Image object location entries
┄┄┄┄┄┄

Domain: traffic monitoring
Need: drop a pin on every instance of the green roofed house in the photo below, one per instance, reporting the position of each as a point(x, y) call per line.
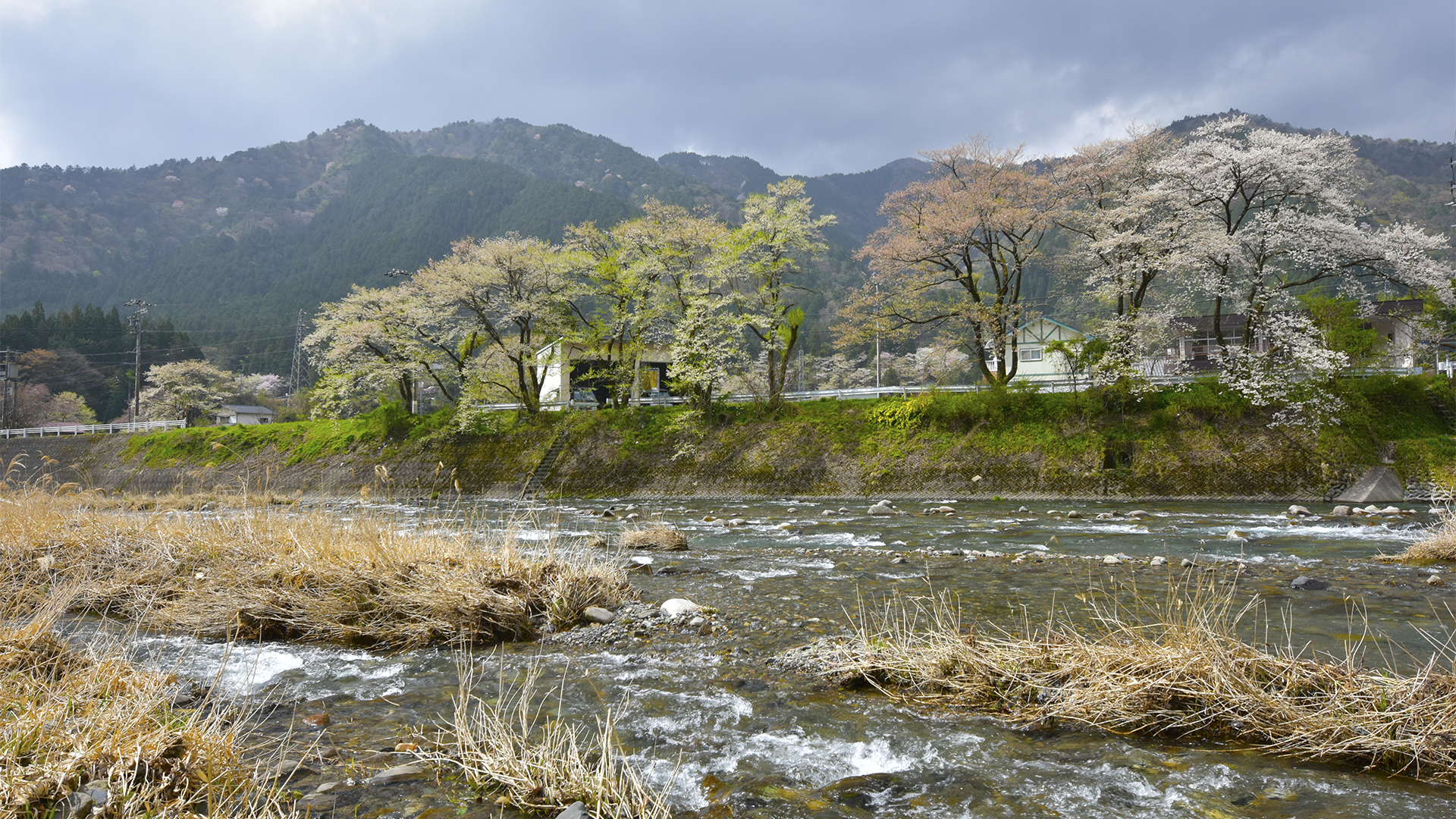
point(1034, 362)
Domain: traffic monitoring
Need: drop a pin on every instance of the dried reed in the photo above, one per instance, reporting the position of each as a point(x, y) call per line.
point(1177, 670)
point(278, 573)
point(541, 763)
point(89, 716)
point(1439, 545)
point(657, 538)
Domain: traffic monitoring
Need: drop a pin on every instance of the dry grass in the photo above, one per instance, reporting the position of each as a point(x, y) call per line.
point(1177, 670)
point(77, 716)
point(509, 744)
point(1439, 545)
point(658, 538)
point(277, 573)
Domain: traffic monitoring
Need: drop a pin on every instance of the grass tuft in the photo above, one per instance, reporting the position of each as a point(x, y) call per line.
point(1175, 670)
point(1439, 545)
point(265, 572)
point(88, 716)
point(657, 538)
point(511, 745)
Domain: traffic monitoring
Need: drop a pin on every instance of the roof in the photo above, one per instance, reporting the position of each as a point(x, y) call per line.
point(1234, 321)
point(248, 410)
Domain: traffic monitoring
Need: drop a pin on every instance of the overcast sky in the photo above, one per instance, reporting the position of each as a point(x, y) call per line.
point(801, 86)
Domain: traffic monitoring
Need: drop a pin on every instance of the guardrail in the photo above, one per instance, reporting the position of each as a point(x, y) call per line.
point(92, 428)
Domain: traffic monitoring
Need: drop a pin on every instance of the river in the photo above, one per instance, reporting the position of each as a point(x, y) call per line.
point(731, 736)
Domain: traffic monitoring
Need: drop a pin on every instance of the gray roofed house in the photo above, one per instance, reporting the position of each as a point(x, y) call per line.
point(242, 414)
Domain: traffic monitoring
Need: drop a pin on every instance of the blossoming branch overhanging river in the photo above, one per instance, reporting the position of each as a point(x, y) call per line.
point(737, 738)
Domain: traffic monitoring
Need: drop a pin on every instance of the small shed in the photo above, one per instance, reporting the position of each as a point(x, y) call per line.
point(242, 414)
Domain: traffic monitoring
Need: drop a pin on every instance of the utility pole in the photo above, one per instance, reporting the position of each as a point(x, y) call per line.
point(140, 309)
point(8, 379)
point(296, 378)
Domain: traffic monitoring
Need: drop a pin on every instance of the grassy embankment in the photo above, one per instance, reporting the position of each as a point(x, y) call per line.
point(1174, 670)
point(1199, 442)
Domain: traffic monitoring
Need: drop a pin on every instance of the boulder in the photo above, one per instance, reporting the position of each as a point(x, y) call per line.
point(598, 614)
point(397, 774)
point(1379, 484)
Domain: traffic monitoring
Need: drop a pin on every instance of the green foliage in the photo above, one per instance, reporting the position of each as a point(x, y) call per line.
point(1343, 327)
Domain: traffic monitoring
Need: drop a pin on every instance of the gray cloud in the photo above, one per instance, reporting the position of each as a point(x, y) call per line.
point(805, 88)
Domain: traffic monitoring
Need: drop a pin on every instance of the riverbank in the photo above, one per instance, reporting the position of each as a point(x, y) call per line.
point(1201, 444)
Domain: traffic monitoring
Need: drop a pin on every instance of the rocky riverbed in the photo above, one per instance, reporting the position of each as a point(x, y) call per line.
point(727, 733)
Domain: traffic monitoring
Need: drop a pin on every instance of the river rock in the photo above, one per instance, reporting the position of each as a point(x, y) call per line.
point(598, 614)
point(883, 509)
point(397, 774)
point(287, 770)
point(77, 806)
point(679, 605)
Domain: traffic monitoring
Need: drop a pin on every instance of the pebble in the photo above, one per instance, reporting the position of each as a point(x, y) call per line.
point(287, 770)
point(679, 605)
point(598, 614)
point(397, 774)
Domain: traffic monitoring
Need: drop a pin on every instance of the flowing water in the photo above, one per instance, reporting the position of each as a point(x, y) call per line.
point(739, 738)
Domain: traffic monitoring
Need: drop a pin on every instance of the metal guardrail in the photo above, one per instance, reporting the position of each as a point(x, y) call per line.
point(92, 428)
point(1043, 384)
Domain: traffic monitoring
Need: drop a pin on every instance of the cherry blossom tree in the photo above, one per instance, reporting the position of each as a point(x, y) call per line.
point(956, 249)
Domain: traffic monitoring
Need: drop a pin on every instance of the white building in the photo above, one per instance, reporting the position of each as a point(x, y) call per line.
point(570, 372)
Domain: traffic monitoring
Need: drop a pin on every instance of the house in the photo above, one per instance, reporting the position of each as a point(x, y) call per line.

┄┄┄┄┄┄

- **Problem requirements**: Copy every line of the data exactly as written, excluding the pictures.

- **Result**:
Domain: traffic monitoring
Need: drop a pin on every instance of the green roofed house in the photo below, one per instance, reporting the position of each as a point(x, y) call per line.
point(1034, 362)
Domain: traffic monitoring
Need: drop a pin on every instance of the dried reed in the photo above, one per instance, reporting the position of each as a point(x, y) call per line.
point(1177, 670)
point(278, 573)
point(541, 763)
point(89, 716)
point(1439, 545)
point(657, 538)
Domain: traffic monitoring
Need: drop a pin on every instance of the dry grass in the photo above, one per instance, reporting the position of each as a point(x, y) call per line.
point(1177, 670)
point(77, 716)
point(509, 744)
point(1439, 545)
point(658, 538)
point(277, 573)
Domain: traffic monitoring
Need: drop a pin on every instance of the grass tuft in the photo above, one per instance, reporting the position of each as a point(x, y) call per line.
point(1175, 670)
point(1439, 545)
point(265, 572)
point(88, 716)
point(657, 538)
point(511, 745)
Domain: traffic monitoring
Need: drop a pin on every instance of the roof in the photo above, one per instance, reporting the position of each as a point(x, y) call per line.
point(1234, 321)
point(248, 410)
Domain: traffic monitoring
Need: drop a pin on every instance of the overcast sky in the photo above, one per instance, reporting the position of each as a point(x, y) call per line.
point(801, 86)
Domain: traffic monitoring
Need: drop a pin on every instance of the guardrail in the photo above, one per instance, reporting the position of each as a point(x, y) call per line.
point(92, 428)
Domain: traffic monitoring
Need: drop a pin on every instance of the river in the photo above, one per instance, reporting the position of each as a point(x, y) call per line.
point(731, 736)
Domain: traffic monitoring
Need: drop a pin on every instance of the gray roofed house in the photo above, one per instance, reporting the position of each as a point(x, y) call per line.
point(242, 414)
Domain: traffic monitoring
Need: drop a pin on every instance of the blossoming branch overhanging river in the photo above, one per instance, reporting the position of each as a point(x, y) call per line.
point(737, 738)
Domain: traffic monitoring
Need: drop a pin on every instance of the small shed in the photo above, one per instance, reporting the position of each as a point(x, y) call per line.
point(242, 414)
Domain: traffic monitoring
Need: drop a pin on every instance of the utility pole in the photo above, one per instance, reporting the position of each as a point(x, y) call per line.
point(140, 309)
point(8, 379)
point(296, 378)
Domain: traffic monitoring
Need: drop a pin on every instance of the grassy embankment in the photo above, one per instance, reporting the position of each as a point(x, y) call per line.
point(1174, 670)
point(1199, 442)
Domain: traffic monitoring
Need: drop a pin on every instance of the boulder in the photo above, one per instance, reporting the position of each as a point(x, y) call per line.
point(598, 614)
point(397, 774)
point(1379, 484)
Domain: traffic monitoring
Need: drop a pin on every instance of the green foliage in the photo above, one per instance, reporting the position of each as a point(x, y) call per line.
point(1343, 327)
Domain: traffic monitoring
Need: drop a pin on every instance of the gray cloud in the photo above, one per instance, reporting the position of each as a point(x, y) call per line.
point(805, 88)
Domain: traffic monitoring
Need: drop a pin on every instance of the riverbank in the photo above, one per instance, reporting the position of each as a point(x, y) call per line.
point(1201, 444)
Domain: traffic monitoring
Need: drop a pin on every instance of the rocky riverbed in the photo above, one per instance, reporting the position of each as a point(x, y) call per line.
point(727, 733)
Domain: traffic monitoring
Need: drop a pin on every instance of the river rock in the photo above, one per instance, reporting the position of each as a point(x, y) call per line.
point(598, 614)
point(883, 509)
point(397, 774)
point(287, 770)
point(77, 806)
point(679, 605)
Domain: traffic monitoring
Need: drop a pin on every instance of the pebble in the photo above, one per instance, reporting the position of each as a point(x, y) call per line.
point(287, 770)
point(679, 605)
point(598, 614)
point(397, 774)
Domain: traffic monitoring
Need: drop a pin on every instance of the flowing water in the photo above, one per instance, reporting the position of each as a point(x, y) call per line.
point(739, 738)
Domain: traffic monitoring
Need: drop a pin on every instance of the metal guardrail in the photo above, one per instance, reporting the position of each as a point(x, y) call per line.
point(92, 428)
point(1043, 384)
Domain: traffic monitoring
Need: drop a pin on every instance of the cherry blossom tree in the photo above, one per instance, reporting the position of each as a point(x, y) call per line.
point(956, 249)
Domain: traffic monitoring
Need: drop a pin on every instance of the white building in the photo above, one per instance, reporting the position of each as a point(x, y) call per line.
point(570, 372)
Domain: traffic monitoring
Need: drop a pin on every instance of the house in the photo above, one per instance, reporting the position of each as a point(x, y) call per line.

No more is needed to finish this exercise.